=== Activity ===
Your copy should run exactly from the line containing "Would you be able to point to the paved" to the last line of the entries below, and it should include no pictures.

=== Dataset entries ===
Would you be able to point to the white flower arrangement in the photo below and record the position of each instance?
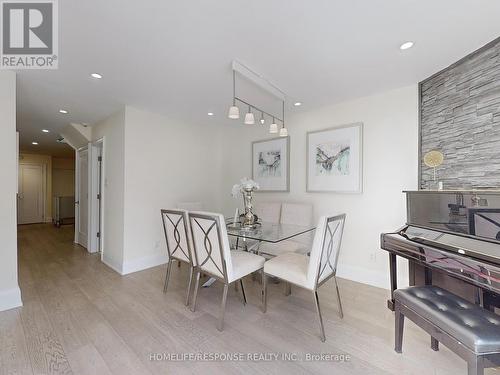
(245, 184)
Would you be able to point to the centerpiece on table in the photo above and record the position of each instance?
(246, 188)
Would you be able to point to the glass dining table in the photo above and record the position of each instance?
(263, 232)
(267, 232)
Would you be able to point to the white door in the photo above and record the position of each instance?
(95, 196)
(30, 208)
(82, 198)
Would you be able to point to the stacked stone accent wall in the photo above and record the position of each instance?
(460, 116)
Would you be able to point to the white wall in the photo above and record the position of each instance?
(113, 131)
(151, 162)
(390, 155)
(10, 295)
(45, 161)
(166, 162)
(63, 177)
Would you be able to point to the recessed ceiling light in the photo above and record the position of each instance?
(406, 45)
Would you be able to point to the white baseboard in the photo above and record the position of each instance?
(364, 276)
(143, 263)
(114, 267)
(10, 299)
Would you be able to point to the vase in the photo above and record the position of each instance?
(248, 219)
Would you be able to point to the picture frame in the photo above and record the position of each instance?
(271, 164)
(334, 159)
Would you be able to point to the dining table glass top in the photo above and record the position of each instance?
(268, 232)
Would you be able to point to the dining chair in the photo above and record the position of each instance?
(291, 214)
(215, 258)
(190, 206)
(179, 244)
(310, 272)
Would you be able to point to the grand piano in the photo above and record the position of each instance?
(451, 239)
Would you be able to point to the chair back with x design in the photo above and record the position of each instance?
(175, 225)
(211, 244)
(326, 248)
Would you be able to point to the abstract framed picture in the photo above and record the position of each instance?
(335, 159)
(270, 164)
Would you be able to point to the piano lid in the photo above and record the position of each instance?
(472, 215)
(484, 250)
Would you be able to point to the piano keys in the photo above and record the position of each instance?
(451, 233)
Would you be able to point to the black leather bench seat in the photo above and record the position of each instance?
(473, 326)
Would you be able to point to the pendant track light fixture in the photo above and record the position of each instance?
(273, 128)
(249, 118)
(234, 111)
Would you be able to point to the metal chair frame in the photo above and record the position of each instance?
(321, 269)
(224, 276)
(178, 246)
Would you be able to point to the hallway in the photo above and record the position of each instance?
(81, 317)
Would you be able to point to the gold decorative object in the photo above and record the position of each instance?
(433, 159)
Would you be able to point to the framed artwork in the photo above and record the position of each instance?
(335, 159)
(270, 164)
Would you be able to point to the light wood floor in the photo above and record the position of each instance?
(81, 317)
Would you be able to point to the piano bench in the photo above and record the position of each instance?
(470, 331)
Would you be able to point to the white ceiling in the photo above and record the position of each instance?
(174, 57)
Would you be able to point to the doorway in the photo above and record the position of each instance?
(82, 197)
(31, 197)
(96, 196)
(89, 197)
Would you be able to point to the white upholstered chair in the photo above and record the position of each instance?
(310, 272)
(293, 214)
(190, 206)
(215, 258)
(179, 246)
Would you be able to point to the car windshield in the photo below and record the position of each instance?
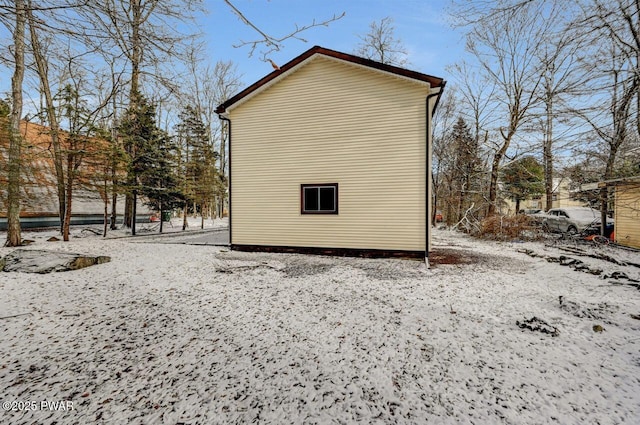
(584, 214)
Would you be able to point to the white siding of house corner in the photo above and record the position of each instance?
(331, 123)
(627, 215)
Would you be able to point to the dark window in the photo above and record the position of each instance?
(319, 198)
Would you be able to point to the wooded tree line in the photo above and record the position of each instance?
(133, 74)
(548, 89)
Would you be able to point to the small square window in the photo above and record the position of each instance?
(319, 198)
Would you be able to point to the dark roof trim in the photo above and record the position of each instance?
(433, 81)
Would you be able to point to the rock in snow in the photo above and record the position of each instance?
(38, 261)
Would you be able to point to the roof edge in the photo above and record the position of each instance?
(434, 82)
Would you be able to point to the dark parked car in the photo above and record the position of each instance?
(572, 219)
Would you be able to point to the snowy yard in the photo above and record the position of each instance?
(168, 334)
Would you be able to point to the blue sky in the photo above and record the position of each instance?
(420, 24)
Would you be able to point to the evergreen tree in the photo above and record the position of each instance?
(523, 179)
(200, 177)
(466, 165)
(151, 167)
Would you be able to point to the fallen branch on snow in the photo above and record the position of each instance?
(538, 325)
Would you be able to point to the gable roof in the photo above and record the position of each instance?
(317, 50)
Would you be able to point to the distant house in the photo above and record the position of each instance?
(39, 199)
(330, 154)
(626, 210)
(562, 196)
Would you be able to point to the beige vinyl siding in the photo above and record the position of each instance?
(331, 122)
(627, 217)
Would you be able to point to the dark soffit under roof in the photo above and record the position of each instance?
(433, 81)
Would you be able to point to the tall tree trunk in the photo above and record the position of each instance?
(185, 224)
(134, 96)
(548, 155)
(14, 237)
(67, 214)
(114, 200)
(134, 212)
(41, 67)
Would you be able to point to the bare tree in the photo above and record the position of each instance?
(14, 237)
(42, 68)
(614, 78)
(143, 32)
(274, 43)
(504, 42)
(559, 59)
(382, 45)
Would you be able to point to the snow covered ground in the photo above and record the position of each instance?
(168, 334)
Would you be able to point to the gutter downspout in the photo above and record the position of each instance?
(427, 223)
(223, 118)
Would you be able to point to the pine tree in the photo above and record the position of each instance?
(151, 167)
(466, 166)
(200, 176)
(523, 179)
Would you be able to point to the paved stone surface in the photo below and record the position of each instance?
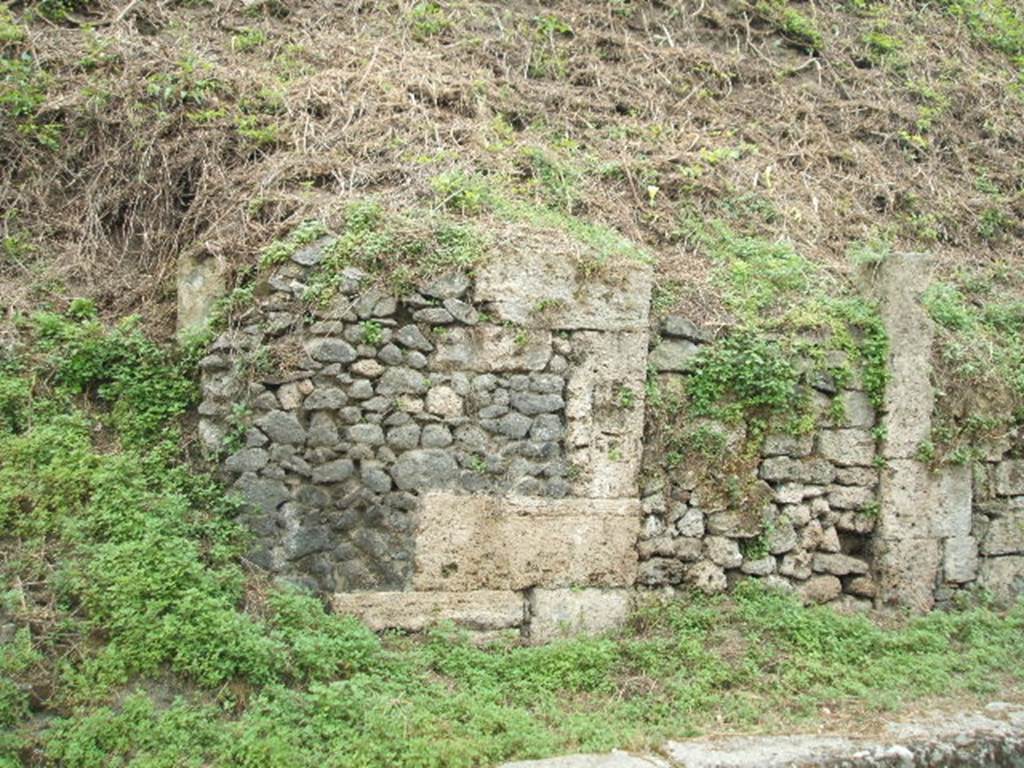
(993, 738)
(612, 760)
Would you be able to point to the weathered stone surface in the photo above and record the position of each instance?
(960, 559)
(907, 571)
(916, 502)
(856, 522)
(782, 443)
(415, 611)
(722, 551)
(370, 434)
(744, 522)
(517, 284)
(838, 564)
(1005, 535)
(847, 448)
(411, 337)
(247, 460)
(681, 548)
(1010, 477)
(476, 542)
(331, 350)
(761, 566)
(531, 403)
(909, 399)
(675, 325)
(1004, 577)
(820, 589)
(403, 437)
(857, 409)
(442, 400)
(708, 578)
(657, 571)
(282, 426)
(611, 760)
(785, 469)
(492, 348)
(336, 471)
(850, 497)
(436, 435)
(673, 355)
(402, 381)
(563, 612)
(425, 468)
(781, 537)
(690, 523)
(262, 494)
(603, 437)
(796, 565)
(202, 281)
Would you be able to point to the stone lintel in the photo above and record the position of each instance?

=== Answer to this exercise ===
Would you be able to point to the paved stone surface in the photo below and record the position of each instance?
(993, 738)
(612, 760)
Would you be able to point to the weathered stone surface in the photo above and record the position of each instance?
(960, 559)
(907, 571)
(916, 502)
(856, 522)
(782, 443)
(415, 611)
(722, 551)
(370, 434)
(744, 522)
(517, 284)
(838, 564)
(1005, 535)
(847, 448)
(411, 337)
(247, 460)
(681, 548)
(1010, 477)
(476, 542)
(331, 350)
(761, 566)
(531, 403)
(909, 399)
(675, 325)
(1004, 577)
(820, 589)
(403, 437)
(857, 409)
(442, 400)
(708, 578)
(657, 571)
(282, 426)
(611, 760)
(785, 469)
(492, 348)
(336, 471)
(850, 497)
(436, 435)
(673, 355)
(402, 381)
(563, 612)
(425, 468)
(781, 537)
(690, 523)
(262, 494)
(603, 437)
(796, 565)
(202, 281)
Would you be able to point to the stone lintel in the photo above and record the position of each instance?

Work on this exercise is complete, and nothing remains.